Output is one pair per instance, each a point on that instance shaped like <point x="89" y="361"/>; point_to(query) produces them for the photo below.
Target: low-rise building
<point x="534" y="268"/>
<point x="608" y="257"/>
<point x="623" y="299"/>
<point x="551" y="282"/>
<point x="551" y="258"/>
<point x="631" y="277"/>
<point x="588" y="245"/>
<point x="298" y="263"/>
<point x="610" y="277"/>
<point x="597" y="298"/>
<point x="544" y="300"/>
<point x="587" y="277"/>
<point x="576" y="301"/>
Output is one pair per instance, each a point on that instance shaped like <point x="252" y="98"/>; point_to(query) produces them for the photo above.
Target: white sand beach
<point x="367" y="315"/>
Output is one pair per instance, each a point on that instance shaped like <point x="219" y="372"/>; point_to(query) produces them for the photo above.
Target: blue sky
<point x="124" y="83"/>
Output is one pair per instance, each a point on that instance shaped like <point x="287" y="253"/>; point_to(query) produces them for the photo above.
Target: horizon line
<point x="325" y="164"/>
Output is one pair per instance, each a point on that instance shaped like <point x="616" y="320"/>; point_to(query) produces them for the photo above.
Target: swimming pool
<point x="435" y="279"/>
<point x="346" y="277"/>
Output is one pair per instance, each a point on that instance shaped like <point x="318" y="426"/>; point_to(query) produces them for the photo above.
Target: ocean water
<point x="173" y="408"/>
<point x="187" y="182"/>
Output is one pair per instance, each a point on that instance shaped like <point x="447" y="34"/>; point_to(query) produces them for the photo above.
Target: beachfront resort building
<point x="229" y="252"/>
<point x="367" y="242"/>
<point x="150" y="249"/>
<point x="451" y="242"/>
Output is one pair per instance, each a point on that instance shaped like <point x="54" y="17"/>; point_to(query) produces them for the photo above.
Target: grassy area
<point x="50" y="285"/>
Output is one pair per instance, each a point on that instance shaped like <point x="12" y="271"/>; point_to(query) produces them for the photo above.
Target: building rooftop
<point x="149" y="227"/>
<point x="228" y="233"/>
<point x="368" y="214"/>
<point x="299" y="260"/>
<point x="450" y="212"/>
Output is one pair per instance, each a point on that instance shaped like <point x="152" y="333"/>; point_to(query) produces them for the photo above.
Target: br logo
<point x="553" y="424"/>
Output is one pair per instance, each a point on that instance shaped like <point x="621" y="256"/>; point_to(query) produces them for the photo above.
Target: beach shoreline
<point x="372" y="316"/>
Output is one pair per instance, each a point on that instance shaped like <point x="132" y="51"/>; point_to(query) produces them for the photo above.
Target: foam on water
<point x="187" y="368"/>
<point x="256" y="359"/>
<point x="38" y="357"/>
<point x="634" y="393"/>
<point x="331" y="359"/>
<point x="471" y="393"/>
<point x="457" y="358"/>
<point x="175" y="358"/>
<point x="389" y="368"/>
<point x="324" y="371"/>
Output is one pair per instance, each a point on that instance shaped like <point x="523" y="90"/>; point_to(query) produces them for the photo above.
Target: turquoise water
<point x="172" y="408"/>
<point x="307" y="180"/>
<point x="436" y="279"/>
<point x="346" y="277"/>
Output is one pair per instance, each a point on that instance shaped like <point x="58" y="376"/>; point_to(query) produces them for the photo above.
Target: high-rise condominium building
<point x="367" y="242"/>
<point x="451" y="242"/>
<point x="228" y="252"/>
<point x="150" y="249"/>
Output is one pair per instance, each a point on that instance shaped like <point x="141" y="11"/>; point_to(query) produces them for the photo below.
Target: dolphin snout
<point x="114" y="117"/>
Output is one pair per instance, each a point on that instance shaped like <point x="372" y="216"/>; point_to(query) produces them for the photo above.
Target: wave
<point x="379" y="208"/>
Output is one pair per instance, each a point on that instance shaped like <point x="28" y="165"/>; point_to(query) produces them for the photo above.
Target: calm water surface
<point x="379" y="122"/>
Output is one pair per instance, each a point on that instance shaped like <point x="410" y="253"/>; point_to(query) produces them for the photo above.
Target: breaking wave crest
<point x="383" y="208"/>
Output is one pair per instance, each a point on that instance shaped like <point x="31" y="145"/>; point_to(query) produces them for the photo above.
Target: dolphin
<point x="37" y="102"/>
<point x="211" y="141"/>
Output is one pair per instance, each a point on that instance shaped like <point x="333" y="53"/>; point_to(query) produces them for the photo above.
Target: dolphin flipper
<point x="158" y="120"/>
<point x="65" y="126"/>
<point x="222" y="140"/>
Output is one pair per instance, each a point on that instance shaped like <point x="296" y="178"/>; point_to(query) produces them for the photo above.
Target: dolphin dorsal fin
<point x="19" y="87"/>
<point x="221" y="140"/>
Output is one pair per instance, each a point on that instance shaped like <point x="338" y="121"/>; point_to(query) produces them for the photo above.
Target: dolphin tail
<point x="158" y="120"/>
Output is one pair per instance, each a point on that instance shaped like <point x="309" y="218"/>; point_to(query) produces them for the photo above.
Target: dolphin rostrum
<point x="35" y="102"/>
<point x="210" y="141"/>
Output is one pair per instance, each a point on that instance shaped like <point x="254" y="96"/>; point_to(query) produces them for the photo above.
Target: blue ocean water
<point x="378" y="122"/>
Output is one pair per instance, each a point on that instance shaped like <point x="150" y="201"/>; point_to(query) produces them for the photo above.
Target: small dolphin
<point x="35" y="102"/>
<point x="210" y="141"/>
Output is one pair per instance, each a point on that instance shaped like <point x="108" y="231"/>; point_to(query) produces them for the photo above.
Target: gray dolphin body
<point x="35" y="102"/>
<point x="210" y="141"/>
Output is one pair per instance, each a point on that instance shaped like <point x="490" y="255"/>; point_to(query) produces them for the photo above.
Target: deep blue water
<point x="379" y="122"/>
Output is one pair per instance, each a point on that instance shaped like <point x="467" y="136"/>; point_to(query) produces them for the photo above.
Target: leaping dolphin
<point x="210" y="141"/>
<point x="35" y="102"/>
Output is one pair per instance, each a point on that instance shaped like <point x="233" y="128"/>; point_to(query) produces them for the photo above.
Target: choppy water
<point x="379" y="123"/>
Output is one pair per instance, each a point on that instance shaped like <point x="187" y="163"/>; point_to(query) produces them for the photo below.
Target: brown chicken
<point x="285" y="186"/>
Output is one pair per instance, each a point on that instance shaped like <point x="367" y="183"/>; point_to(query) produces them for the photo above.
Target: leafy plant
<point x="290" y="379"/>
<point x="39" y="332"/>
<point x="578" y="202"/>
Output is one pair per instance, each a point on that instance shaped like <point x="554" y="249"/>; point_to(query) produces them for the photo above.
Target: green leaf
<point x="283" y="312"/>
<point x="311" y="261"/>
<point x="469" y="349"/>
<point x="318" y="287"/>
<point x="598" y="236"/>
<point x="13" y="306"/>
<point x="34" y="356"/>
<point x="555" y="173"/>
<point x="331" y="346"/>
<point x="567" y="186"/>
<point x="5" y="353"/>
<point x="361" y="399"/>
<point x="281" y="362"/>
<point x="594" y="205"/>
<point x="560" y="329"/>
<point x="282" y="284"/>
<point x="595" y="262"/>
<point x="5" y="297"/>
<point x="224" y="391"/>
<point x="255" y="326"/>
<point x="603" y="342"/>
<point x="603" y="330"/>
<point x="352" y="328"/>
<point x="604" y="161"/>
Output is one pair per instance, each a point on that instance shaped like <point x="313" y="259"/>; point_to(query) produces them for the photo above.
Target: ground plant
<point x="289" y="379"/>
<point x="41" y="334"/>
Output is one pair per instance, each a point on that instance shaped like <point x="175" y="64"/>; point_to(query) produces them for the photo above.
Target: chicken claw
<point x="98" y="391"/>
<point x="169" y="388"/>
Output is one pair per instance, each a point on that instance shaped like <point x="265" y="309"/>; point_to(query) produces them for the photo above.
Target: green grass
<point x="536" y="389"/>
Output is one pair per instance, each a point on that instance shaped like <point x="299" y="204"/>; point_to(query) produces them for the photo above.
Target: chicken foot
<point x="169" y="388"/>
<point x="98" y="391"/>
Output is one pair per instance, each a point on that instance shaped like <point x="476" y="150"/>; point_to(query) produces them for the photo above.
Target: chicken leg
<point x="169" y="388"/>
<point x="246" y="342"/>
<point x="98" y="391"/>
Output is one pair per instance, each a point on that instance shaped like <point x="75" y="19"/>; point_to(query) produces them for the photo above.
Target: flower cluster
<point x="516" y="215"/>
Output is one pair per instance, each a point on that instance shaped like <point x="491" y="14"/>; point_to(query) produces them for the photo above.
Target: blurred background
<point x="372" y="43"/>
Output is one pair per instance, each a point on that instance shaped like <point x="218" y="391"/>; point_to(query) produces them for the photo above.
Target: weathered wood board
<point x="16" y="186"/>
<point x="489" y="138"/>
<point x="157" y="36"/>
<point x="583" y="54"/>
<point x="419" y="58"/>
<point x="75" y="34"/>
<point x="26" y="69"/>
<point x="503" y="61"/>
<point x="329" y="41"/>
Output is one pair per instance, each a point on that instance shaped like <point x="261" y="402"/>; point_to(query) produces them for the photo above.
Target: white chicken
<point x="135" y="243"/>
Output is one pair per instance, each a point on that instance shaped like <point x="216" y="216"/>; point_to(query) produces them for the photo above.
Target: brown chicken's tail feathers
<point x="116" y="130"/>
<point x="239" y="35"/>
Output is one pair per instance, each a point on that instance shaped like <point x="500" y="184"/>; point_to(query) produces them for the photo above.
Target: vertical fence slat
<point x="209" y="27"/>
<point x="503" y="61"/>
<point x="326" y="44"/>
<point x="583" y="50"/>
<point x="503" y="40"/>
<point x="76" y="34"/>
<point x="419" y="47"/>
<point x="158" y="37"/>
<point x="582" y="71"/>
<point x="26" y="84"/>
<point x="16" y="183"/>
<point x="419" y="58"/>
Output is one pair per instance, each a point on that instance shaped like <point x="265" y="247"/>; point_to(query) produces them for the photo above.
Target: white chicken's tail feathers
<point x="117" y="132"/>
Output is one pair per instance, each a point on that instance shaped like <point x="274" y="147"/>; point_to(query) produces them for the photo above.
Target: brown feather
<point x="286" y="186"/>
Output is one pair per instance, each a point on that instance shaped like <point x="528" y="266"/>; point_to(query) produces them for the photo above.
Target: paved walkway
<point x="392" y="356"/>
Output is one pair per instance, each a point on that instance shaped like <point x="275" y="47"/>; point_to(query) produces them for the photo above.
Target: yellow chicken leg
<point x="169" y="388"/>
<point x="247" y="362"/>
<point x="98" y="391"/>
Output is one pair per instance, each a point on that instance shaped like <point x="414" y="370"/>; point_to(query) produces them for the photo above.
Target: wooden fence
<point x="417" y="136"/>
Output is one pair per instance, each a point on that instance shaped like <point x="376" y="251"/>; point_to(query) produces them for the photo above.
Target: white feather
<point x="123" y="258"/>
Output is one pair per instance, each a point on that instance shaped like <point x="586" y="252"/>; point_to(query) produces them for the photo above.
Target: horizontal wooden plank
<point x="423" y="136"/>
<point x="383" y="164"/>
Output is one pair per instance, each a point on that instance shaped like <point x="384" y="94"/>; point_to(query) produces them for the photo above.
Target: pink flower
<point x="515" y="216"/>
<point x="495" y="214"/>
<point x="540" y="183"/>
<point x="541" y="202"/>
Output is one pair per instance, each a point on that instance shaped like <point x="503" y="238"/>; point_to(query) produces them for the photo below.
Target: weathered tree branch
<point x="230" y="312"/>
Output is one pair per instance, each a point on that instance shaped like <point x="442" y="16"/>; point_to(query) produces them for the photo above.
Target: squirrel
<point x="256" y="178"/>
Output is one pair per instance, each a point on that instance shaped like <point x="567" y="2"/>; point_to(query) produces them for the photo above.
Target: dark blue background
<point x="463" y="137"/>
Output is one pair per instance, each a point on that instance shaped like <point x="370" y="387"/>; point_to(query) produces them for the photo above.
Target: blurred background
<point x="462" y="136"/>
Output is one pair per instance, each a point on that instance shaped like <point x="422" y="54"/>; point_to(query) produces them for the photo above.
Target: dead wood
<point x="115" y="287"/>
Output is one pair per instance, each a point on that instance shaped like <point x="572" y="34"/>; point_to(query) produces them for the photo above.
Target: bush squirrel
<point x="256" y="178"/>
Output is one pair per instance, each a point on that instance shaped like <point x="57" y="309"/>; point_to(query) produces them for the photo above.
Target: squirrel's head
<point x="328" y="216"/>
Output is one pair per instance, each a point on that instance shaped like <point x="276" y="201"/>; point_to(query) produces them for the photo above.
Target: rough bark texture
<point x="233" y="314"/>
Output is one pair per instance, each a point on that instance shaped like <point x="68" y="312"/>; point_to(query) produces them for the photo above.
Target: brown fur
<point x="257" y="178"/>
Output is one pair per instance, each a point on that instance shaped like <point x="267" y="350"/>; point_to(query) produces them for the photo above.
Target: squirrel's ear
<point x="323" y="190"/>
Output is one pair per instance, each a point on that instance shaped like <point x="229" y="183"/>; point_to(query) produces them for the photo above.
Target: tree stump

----------------------------------------

YOUR GOAL —
Show every line of the data in which the word "below" appears.

FINISHED EXERCISE —
Output is one pair per instance, each a point on that instance shaped like <point x="89" y="361"/>; point_to(query) produces them for the photo below.
Output is one pair per instance, each a point on that instance shaped like <point x="141" y="11"/>; point_to(query) produces them for the photo below.
Output is one pair per instance, each a point on that instance shaped like <point x="187" y="163"/>; point_to(query) produces them for the photo below.
Output is one pair per instance, each a point on that instance shaped like <point x="503" y="238"/>; point_to(query) produces them for the photo below.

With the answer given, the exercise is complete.